Only the pictures are to be left out; write out the rest of the data exactly.
== Data listing ==
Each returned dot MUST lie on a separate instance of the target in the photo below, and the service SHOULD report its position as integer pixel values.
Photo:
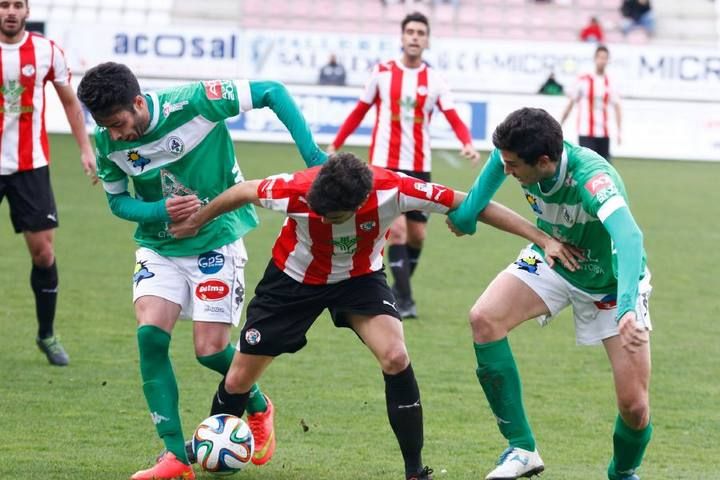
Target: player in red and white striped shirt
(329, 255)
(405, 92)
(595, 94)
(27, 62)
===
=== Reply ===
Each returned dot MUST lie on a separate instance of the target in the photo below, and the service SHOULD report its position as integer pixel values.
Photo:
Target: player in red and white striped shirt
(329, 255)
(405, 92)
(595, 94)
(27, 62)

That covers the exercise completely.